---------- Reading text ----------
I was quite badly scrapped, but nothing too serious; my biggest worry was the bike. The handlebars were completely bent out of shape and the brakes were busted, with parts missing. The closest bike shop was back down in Lewiston, and I’ll be dammed if I was going up that hill again. Out of phone signal, no internet, unsure how to fix the bike and pretty sore to boot, it was a lonely worrying night and probably the low point of the whole trip.

The next morning, things seemed better, I was able to fix the handlebars and the back brakes (I didn’t use the front brakes anyway), and despite being pretty sore, my desire to get out of that town was too strong to hold me back. I managed to get the bike fixed completely in Missoula and the wounds eventually healed. Day 10 was certainly memorable, for all the wrong reasons.

Longest day: 20mph winds directly at my back, flat, straight roads the whole day and the motivation that I could get out of North Dakota within the day, day 34 was a day where everything aligned. In addition to this, I was feeling better after struggling earlier in the same week. 135 miles was the total, the only time I went over the century on the whole trip and to be honest it wasn’t even difficult. Physically and mentally day 34 turned out to be a real turning point of the trip.

Shortest day: In total, I had nine rest days and almost all of them were glorious. They included: Pump shopping in Walla Walla, tube shopping in Clarkston, body and bike fixing in Missoula, a very enjoyable day in Lewistown with Jerry and Vicky, recovering in Dickinson, eating anything I could find in St Joseph, stocking up with the parents, a day of eating and watching sport on the banks of Lake Erie and finally a relaxing day after a magnificent Canadian Thanksgiving.

I’m not completely sure what was the shortest day in terms of cycling, I wasn’t really counting the mileage, but considering I reached my destination at 9am on Day 8, I’m going to go with that one.

Favourite state: Quite a few to choose from here. If I had gone east to west, then my feelings towards certain states would probably be different. But in terms of favourite state to cycle through, I’m going to go for Minnesota. Really friendly people, beautiful scenery, wasn’t too hot, wasn’t too hilly and it wasn’t North Dakota. Honourable mentions go to New York state and Massachusetts, but as I say, if I had gone the other direction, I’m sure I would have enjoyed others more (Oregon/Washington).

Worst state: No real surprises here. I was only in North Dakota for about a week, but the constant winds, not feeling very well and the boring boring landscape made it the inevitable choice for worst state. Without the winds, I’m pretty sure that I would have cruised across North Dakota quite quickly and not thought much of it. However, this didn’t happen, ensuring that a return for me to that state is very unlikely. But in a way it lucky it was so unenjoyable, because if it wasn’t my worst state, I’m not sure which one would be.
----------
Set exercise:
In the trip account above, how many miles did the rider cover on day 34?
---------- Information shown ----------
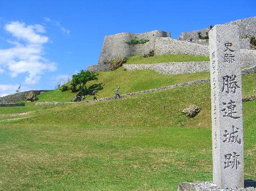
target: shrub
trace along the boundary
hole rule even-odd
[[[77,74],[74,74],[72,76],[72,82],[70,84],[71,91],[72,92],[75,92],[78,90],[83,93],[86,89],[86,84],[87,82],[91,80],[98,80],[96,72],[89,70],[81,70],[80,72]],[[77,89],[77,86],[79,86],[78,89]],[[84,96],[84,95],[82,96]]]
[[[198,37],[199,37],[199,39],[201,39],[202,40],[206,40],[206,39],[209,39],[209,35],[208,32],[205,32],[205,34],[206,34],[206,36],[205,36],[204,37],[203,37],[202,35],[201,32],[198,32],[197,33],[197,34],[198,35]]]
[[[142,55],[142,57],[154,57],[154,55],[155,55],[155,51],[154,50],[151,51],[149,51],[149,52],[147,53],[147,54],[144,54]]]
[[[256,46],[256,39],[255,37],[251,37],[250,38],[250,44],[253,46]]]
[[[61,87],[61,88],[60,89],[60,90],[61,90],[61,92],[63,92],[63,91],[68,90],[68,87],[67,86],[64,85]]]
[[[149,40],[148,39],[142,39],[141,40],[133,39],[129,41],[125,42],[125,43],[129,45],[137,45],[138,44],[146,43],[147,42],[148,42],[149,41]]]

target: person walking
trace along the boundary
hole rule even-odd
[[[94,96],[94,101],[95,100],[98,101],[98,99],[97,99],[97,97],[96,97],[96,93],[97,92],[97,90],[94,90],[94,91],[93,91],[93,96]]]
[[[118,86],[117,87],[117,89],[116,89],[116,90],[115,90],[115,99],[116,99],[117,98],[117,96],[118,96],[118,97],[120,98],[121,97],[120,97],[120,95],[119,95],[119,86]]]

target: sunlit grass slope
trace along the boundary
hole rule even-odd
[[[209,57],[188,54],[164,54],[152,57],[143,57],[141,55],[129,57],[126,64],[156,64],[173,62],[209,61]]]
[[[97,97],[101,98],[114,96],[118,86],[121,87],[120,94],[124,94],[207,77],[209,77],[209,72],[164,75],[152,70],[128,71],[121,67],[113,71],[100,72],[98,80],[89,82],[86,86],[91,91],[99,89]],[[61,92],[57,89],[39,96],[38,102],[69,102],[74,94],[70,90]],[[89,96],[86,100],[92,99]]]
[[[256,74],[243,80],[255,94]],[[189,119],[192,103],[202,111]],[[256,107],[243,103],[245,179],[256,176]],[[175,191],[212,178],[209,83],[29,115],[0,122],[3,190]]]

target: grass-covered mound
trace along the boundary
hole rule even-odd
[[[256,80],[243,76],[243,96]],[[181,111],[192,103],[202,111],[191,119]],[[243,103],[245,179],[256,176],[256,106]],[[27,115],[0,122],[3,190],[175,191],[212,179],[209,83]]]
[[[126,64],[157,64],[173,62],[209,61],[209,57],[189,55],[188,54],[163,54],[152,57],[143,57],[142,55],[128,57]]]
[[[125,71],[123,67],[121,67],[113,71],[100,72],[98,80],[88,82],[86,86],[91,91],[99,89],[97,96],[99,98],[114,96],[115,89],[118,86],[121,87],[120,94],[124,94],[204,79],[209,77],[209,72],[164,75],[152,70],[128,71]],[[75,94],[71,93],[71,90],[61,92],[59,89],[39,96],[37,102],[69,102]],[[86,99],[86,100],[91,99],[93,99],[91,95]]]

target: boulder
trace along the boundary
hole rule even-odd
[[[33,102],[37,100],[37,96],[33,91],[30,91],[26,98],[26,101],[27,102]]]
[[[201,108],[196,105],[191,105],[182,111],[189,117],[194,117],[200,112]]]

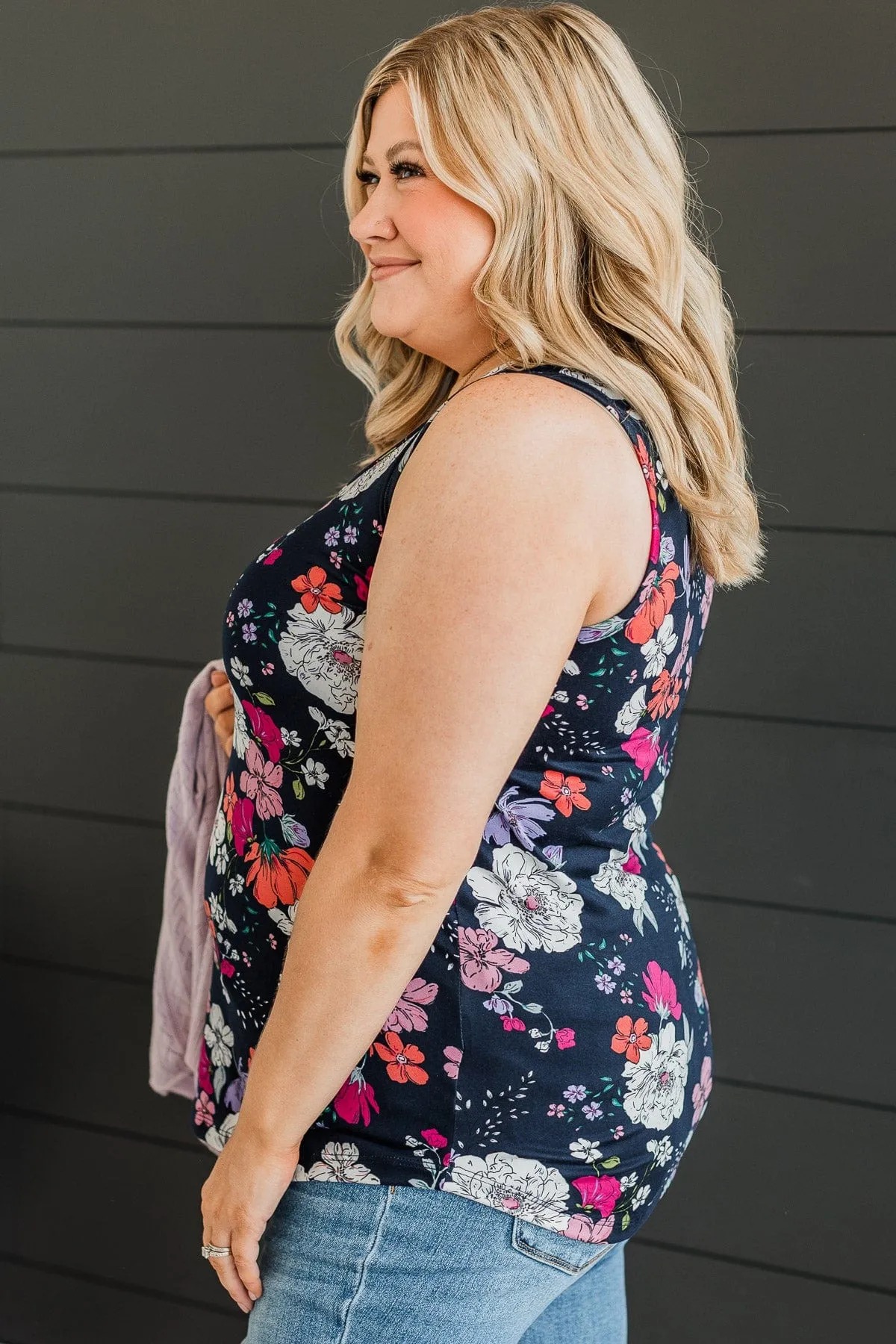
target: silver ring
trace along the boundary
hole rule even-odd
[[[218,1258],[219,1255],[231,1255],[232,1251],[230,1246],[212,1246],[211,1242],[206,1242],[203,1246],[203,1255],[206,1259]]]

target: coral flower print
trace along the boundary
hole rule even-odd
[[[545,770],[539,792],[549,798],[564,817],[572,816],[574,808],[590,808],[586,798],[586,785],[576,774],[560,774],[559,770]]]
[[[564,872],[514,844],[500,845],[492,871],[470,868],[476,918],[516,952],[566,952],[582,938],[583,900]]]
[[[625,1055],[633,1064],[637,1064],[641,1059],[641,1051],[649,1050],[650,1044],[646,1017],[638,1017],[637,1021],[633,1021],[631,1017],[619,1017],[610,1050],[615,1050],[618,1055]]]
[[[343,591],[339,583],[326,582],[326,570],[320,564],[312,564],[308,574],[300,574],[292,579],[290,587],[300,594],[298,601],[306,612],[313,612],[320,603],[328,612],[339,612],[343,605]]]
[[[386,1032],[386,1044],[382,1040],[373,1042],[373,1050],[386,1060],[386,1073],[396,1083],[426,1083],[430,1075],[426,1068],[420,1068],[424,1055],[416,1046],[402,1044],[402,1038],[395,1031]]]
[[[469,851],[441,922],[376,1039],[309,1117],[293,1179],[450,1191],[590,1243],[580,1258],[596,1261],[652,1216],[712,1086],[693,931],[653,825],[713,585],[634,407],[584,370],[527,372],[588,395],[619,423],[646,485],[650,554],[630,601],[557,650],[556,683],[493,796],[481,797],[477,751],[490,735],[450,786],[433,778],[408,790],[392,770],[380,781],[386,802],[392,786],[391,805],[410,800],[399,828],[420,847],[426,808],[449,828],[478,814],[481,829],[463,823]],[[203,856],[212,965],[189,1110],[212,1153],[235,1130],[283,960],[302,937],[305,883],[353,775],[373,573],[395,488],[431,419],[250,559],[222,612],[234,737]],[[541,523],[544,554],[563,555],[563,536]],[[454,578],[474,564],[458,556]],[[396,620],[415,659],[418,612],[406,605]],[[391,712],[407,751],[443,724],[411,715],[403,667]],[[445,669],[423,661],[418,672]],[[502,689],[488,663],[474,672],[480,703],[463,699],[457,714],[481,714],[490,695],[497,731]],[[364,907],[368,894],[357,899]],[[351,1011],[365,965],[332,974]],[[320,1032],[321,1052],[337,1019]]]

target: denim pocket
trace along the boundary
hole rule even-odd
[[[523,1255],[541,1261],[543,1265],[552,1265],[563,1270],[564,1274],[580,1274],[598,1261],[609,1255],[617,1242],[579,1242],[574,1236],[564,1236],[549,1227],[540,1227],[523,1218],[513,1218],[513,1231],[510,1245]]]

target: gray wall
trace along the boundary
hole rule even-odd
[[[599,12],[688,130],[770,552],[763,582],[717,598],[658,828],[720,1077],[630,1253],[631,1339],[879,1339],[896,1327],[893,11]],[[363,450],[330,337],[355,246],[340,138],[379,54],[437,17],[410,0],[0,15],[5,1344],[242,1339],[197,1254],[210,1157],[189,1103],[146,1083],[164,793],[234,575]]]

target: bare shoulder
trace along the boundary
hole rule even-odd
[[[415,465],[416,460],[416,465]],[[415,448],[406,497],[437,484],[513,480],[564,516],[595,517],[645,503],[641,465],[619,421],[587,392],[506,371],[449,398]],[[545,493],[547,492],[547,496]],[[596,511],[596,513],[595,513]]]

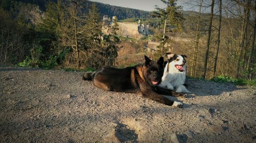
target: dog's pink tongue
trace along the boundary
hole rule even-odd
[[[183,68],[183,67],[182,67],[182,66],[180,66],[180,65],[177,65],[176,66],[176,67],[177,68],[177,69],[180,70],[180,71],[183,71],[185,70],[185,69]]]
[[[153,84],[157,84],[157,81],[152,81],[152,83],[153,83]]]

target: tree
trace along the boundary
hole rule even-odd
[[[156,6],[155,9],[157,11],[153,11],[152,16],[153,17],[160,18],[163,23],[162,26],[163,28],[163,34],[161,46],[161,52],[162,52],[166,42],[165,32],[181,32],[184,18],[183,14],[179,11],[182,9],[182,7],[177,6],[176,3],[177,0],[161,0],[161,1],[166,6],[166,8],[163,9]]]
[[[254,3],[254,10],[256,9],[256,3]],[[254,11],[254,25],[253,25],[253,36],[252,37],[252,42],[251,43],[251,52],[250,53],[250,56],[248,60],[248,70],[249,71],[249,79],[251,79],[251,77],[253,77],[253,72],[255,72],[255,71],[253,71],[253,68],[254,66],[254,70],[255,70],[255,67],[256,66],[255,65],[255,61],[254,61],[254,59],[255,59],[255,58],[254,56],[254,48],[255,46],[255,36],[256,36],[256,11]],[[254,58],[254,59],[253,59]],[[253,65],[254,64],[254,65]]]
[[[221,36],[221,17],[222,17],[222,1],[220,0],[220,5],[219,7],[219,27],[218,28],[218,38],[217,38],[217,49],[216,49],[216,53],[214,59],[214,76],[215,76],[216,73],[216,66],[217,65],[218,56],[219,55],[219,50],[220,49],[220,43],[221,42],[220,38]]]
[[[205,56],[204,58],[204,75],[203,78],[205,78],[206,75],[207,66],[207,60],[208,60],[208,55],[209,54],[209,49],[210,47],[210,40],[211,32],[211,25],[212,23],[212,19],[214,17],[214,2],[215,0],[211,0],[211,11],[210,11],[210,16],[209,19],[209,26],[208,28],[208,38],[206,45],[206,51],[205,52]]]
[[[197,32],[196,34],[196,45],[195,46],[193,64],[192,65],[192,70],[190,74],[190,76],[191,77],[195,77],[195,74],[196,73],[196,65],[197,65],[197,52],[198,49],[198,44],[199,43],[199,34],[201,30],[201,25],[200,24],[200,22],[201,20],[201,12],[202,10],[202,4],[203,4],[203,0],[200,0],[199,4],[199,11],[198,13],[198,17],[197,24]]]
[[[249,6],[250,4],[250,0],[247,0],[247,5]],[[237,68],[236,68],[236,77],[237,78],[238,78],[240,75],[240,66],[241,64],[241,58],[242,58],[242,54],[243,52],[243,49],[244,48],[244,42],[245,42],[245,39],[246,39],[246,31],[247,30],[247,26],[248,26],[248,22],[246,21],[246,19],[247,19],[247,17],[249,16],[250,14],[250,10],[249,9],[247,9],[246,8],[244,8],[244,18],[243,18],[243,22],[242,22],[242,32],[241,32],[241,40],[240,41],[240,43],[239,44],[239,52],[238,54],[238,58],[237,58],[237,60],[236,62],[236,66],[237,66]]]

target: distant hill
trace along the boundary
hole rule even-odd
[[[56,3],[57,0],[16,0],[16,1],[38,5],[41,10],[44,11],[47,2],[51,1]],[[118,20],[134,17],[145,18],[150,17],[150,12],[148,11],[111,6],[108,4],[85,0],[81,0],[80,2],[88,8],[91,8],[92,4],[95,4],[101,16],[104,15],[108,15],[111,17],[116,16]]]

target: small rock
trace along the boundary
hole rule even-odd
[[[192,131],[188,130],[187,131],[187,136],[189,138],[193,138],[195,136],[195,133]]]
[[[173,106],[175,107],[181,108],[183,106],[183,103],[181,102],[174,101],[174,104],[173,104]]]
[[[244,124],[244,129],[246,130],[248,130],[250,129],[250,126],[246,124]]]
[[[210,127],[209,130],[216,133],[220,133],[224,131],[223,128],[221,126]]]
[[[183,142],[181,138],[178,136],[176,133],[173,133],[170,135],[170,140],[173,143],[182,143]]]
[[[214,117],[214,115],[217,111],[217,110],[214,108],[209,108],[208,111],[211,115],[211,117],[212,118]]]
[[[65,97],[66,99],[70,99],[70,98],[72,98],[73,96],[71,94],[69,94],[66,95]]]
[[[121,142],[121,139],[119,138],[115,130],[113,130],[105,136],[104,140],[108,142]]]

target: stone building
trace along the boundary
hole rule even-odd
[[[140,23],[140,20],[139,20],[139,23],[138,23],[138,32],[139,32],[139,35],[148,35],[148,25],[144,25],[141,24]]]

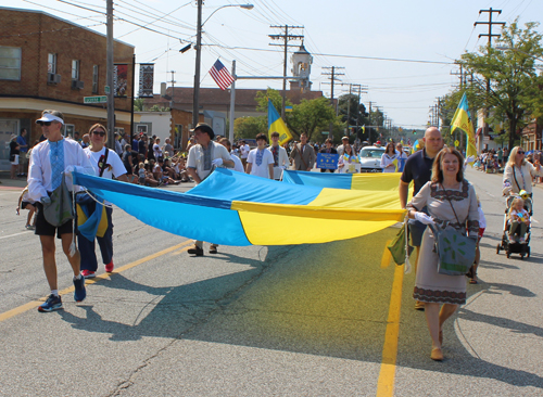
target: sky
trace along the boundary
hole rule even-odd
[[[17,0],[16,8],[54,14],[105,34],[104,0]],[[254,5],[252,10],[229,4]],[[1,7],[14,7],[0,0]],[[218,10],[220,8],[220,10]],[[489,13],[502,10],[493,21],[510,24],[540,22],[541,0],[455,0],[455,1],[302,1],[302,0],[205,0],[202,11],[201,87],[217,87],[209,69],[217,59],[231,69],[236,60],[238,76],[282,76],[283,48],[268,35],[282,33],[272,26],[303,26],[289,29],[304,36],[313,55],[313,90],[330,97],[330,67],[338,75],[334,98],[348,93],[350,84],[365,86],[361,102],[378,106],[392,125],[422,128],[430,107],[458,84],[454,61],[465,51],[477,51],[488,43]],[[114,37],[135,46],[136,62],[154,63],[154,92],[161,82],[192,87],[195,51],[179,52],[195,42],[195,1],[114,0]],[[207,20],[209,17],[209,20]],[[137,26],[139,25],[139,26]],[[150,30],[152,29],[152,30]],[[543,34],[540,26],[538,30]],[[493,34],[501,28],[495,25]],[[289,44],[290,55],[300,40]],[[171,71],[175,71],[174,74]],[[136,81],[137,84],[137,81]],[[237,88],[281,89],[278,79],[240,79]]]

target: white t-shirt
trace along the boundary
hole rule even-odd
[[[253,149],[251,152],[249,152],[249,156],[247,157],[247,162],[251,163],[251,175],[269,179],[269,165],[274,164],[274,155],[272,154],[270,151],[263,149],[262,163],[260,166],[257,166],[256,165],[257,151],[258,149]]]
[[[100,162],[100,158],[102,156],[105,157],[105,148],[102,148],[100,152],[92,152],[90,148],[85,148],[84,149],[85,154],[90,161],[90,164],[94,168],[97,176],[100,175],[100,165],[98,164]],[[118,156],[115,151],[112,151],[110,149],[110,153],[108,154],[108,162],[105,169],[102,174],[102,178],[106,179],[112,179],[113,177],[118,178],[122,175],[126,174],[126,168],[125,165],[123,164],[123,161]]]
[[[249,145],[245,143],[244,145],[240,146],[240,151],[241,151],[241,158],[248,158],[251,148],[249,148]]]
[[[100,159],[103,159],[105,157],[105,148],[102,148],[100,152],[92,152],[90,148],[85,148],[83,150],[87,157],[90,161],[90,164],[92,165],[92,168],[94,168],[97,172],[97,177],[100,176]],[[103,156],[103,157],[102,157]],[[113,177],[118,178],[122,175],[126,174],[126,167],[123,164],[123,161],[118,156],[115,151],[112,151],[110,149],[110,153],[108,154],[108,162],[105,163],[105,169],[102,174],[102,178],[105,179],[112,179]],[[110,202],[105,201],[105,205],[111,205]]]
[[[229,162],[232,159],[230,157],[230,153],[228,153],[228,150],[225,146],[223,146],[220,143],[216,143],[216,142],[211,141],[209,144],[212,145],[212,149],[211,149],[211,151],[212,151],[211,152],[211,159],[212,161],[215,158],[223,158],[224,162]],[[204,152],[203,152],[202,145],[197,144],[197,145],[190,148],[189,157],[187,159],[187,168],[194,168],[197,170],[198,176],[202,180],[210,175],[210,172],[213,168],[213,166],[212,166],[212,168],[210,168],[210,169],[204,169],[204,167],[205,167],[204,161],[205,161],[205,157],[204,157]]]
[[[230,157],[232,157],[233,170],[238,171],[238,172],[245,172],[245,170],[243,169],[243,163],[241,163],[241,159],[239,159],[239,157],[233,153],[230,153]]]

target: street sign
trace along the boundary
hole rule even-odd
[[[108,97],[84,97],[83,103],[108,103]]]

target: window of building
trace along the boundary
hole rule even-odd
[[[79,61],[72,60],[72,80],[79,80]]]
[[[18,123],[16,118],[0,118],[0,169],[10,169],[10,141],[12,135],[18,135]]]
[[[21,80],[21,48],[0,47],[0,79]]]
[[[98,65],[92,66],[92,93],[98,93]]]
[[[56,73],[56,54],[49,53],[47,55],[47,72]]]

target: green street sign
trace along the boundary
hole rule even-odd
[[[108,103],[108,97],[84,97],[83,103]]]

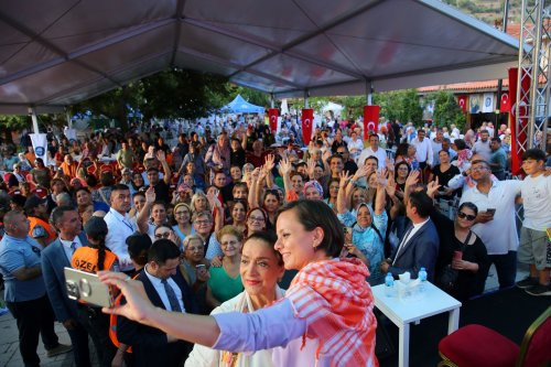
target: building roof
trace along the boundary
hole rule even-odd
[[[3,0],[0,112],[60,110],[169,67],[276,97],[505,77],[518,41],[439,0]]]

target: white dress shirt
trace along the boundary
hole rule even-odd
[[[71,248],[71,245],[73,245],[73,242],[76,244],[75,250],[77,248],[79,248],[79,247],[83,247],[83,244],[80,242],[80,239],[78,239],[78,236],[76,236],[73,240],[65,240],[65,239],[62,239],[60,237],[60,242],[62,242],[63,250],[65,251],[65,256],[67,257],[67,260],[69,260],[69,263],[71,263],[71,259],[73,259],[73,253],[75,252]]]
[[[428,165],[432,165],[432,143],[429,139],[424,138],[423,141],[419,141],[419,138],[411,140],[411,144],[415,147],[415,159],[419,163],[426,162]]]
[[[166,309],[166,311],[174,311],[171,307],[169,295],[166,295],[166,291],[164,290],[164,284],[162,283],[161,279],[150,274],[148,271],[148,267],[143,268],[143,270],[145,271],[145,276],[148,277],[151,284],[153,284],[156,294],[159,294],[159,298],[161,299],[161,301],[163,301],[164,309]],[[185,313],[184,301],[182,300],[182,290],[180,289],[180,287],[177,287],[176,282],[172,280],[172,278],[166,279],[166,282],[174,290],[177,303],[180,304],[180,309],[182,309],[182,312]]]
[[[400,242],[400,246],[398,247],[398,251],[396,251],[396,257],[395,257],[395,260],[392,261],[392,265],[395,265],[396,262],[396,259],[398,258],[398,256],[400,255],[400,251],[403,250],[403,247],[408,244],[408,241],[413,238],[413,236],[419,231],[419,229],[421,229],[422,226],[424,226],[428,222],[429,222],[430,217],[426,218],[426,220],[424,222],[421,222],[421,223],[418,223],[418,224],[414,224],[413,223],[413,228],[411,229],[411,231],[409,233],[408,237],[404,237],[401,242]]]
[[[506,255],[518,248],[515,199],[520,195],[522,181],[494,181],[488,195],[480,193],[476,186],[463,192],[460,204],[471,202],[478,213],[488,208],[496,209],[494,219],[473,226],[473,231],[480,237],[488,255]]]
[[[127,238],[137,230],[128,218],[128,214],[120,214],[111,208],[104,217],[109,231],[106,237],[106,246],[119,258],[121,271],[133,269],[132,260],[128,255]]]
[[[359,158],[358,158],[358,170],[361,169],[364,166],[364,163],[366,162],[366,159],[368,156],[377,156],[377,159],[379,160],[379,171],[381,171],[382,169],[385,169],[386,166],[386,159],[387,159],[387,151],[380,147],[377,148],[377,151],[374,151],[371,149],[371,147],[368,147],[366,149],[364,149],[361,151],[361,153],[359,154]]]

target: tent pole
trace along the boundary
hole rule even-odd
[[[65,108],[65,119],[67,120],[67,126],[73,129],[73,121],[71,120],[71,112],[68,108]]]
[[[366,79],[366,102],[367,106],[371,106],[374,104],[374,83],[367,79]]]
[[[33,121],[34,133],[40,133],[40,131],[39,131],[39,119],[36,118],[36,109],[34,107],[29,107],[29,115],[31,115],[31,119]]]

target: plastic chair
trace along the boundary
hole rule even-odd
[[[512,321],[514,322],[514,321]],[[439,343],[439,367],[539,367],[551,365],[551,306],[528,327],[520,347],[482,325],[467,325]]]

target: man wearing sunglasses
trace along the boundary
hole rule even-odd
[[[472,162],[471,176],[476,185],[464,192],[460,204],[471,202],[478,207],[473,231],[486,245],[489,265],[496,266],[499,288],[510,288],[517,274],[515,203],[520,196],[521,181],[491,180],[490,166],[483,160]]]

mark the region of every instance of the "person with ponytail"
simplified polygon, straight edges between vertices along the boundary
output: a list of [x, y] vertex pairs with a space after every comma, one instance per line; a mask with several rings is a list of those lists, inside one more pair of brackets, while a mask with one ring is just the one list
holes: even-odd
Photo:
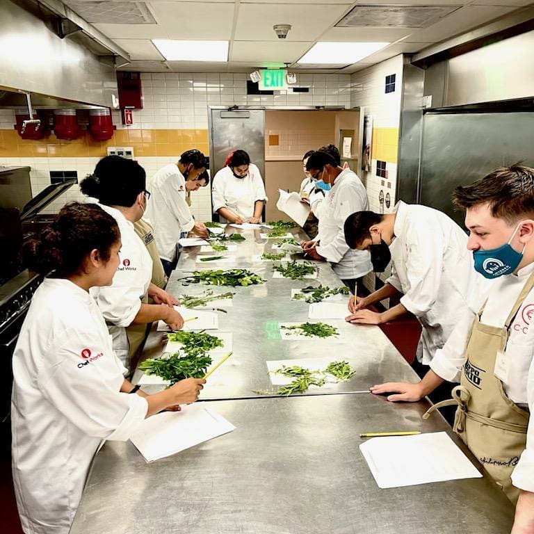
----------
Answer for this exercise:
135 miles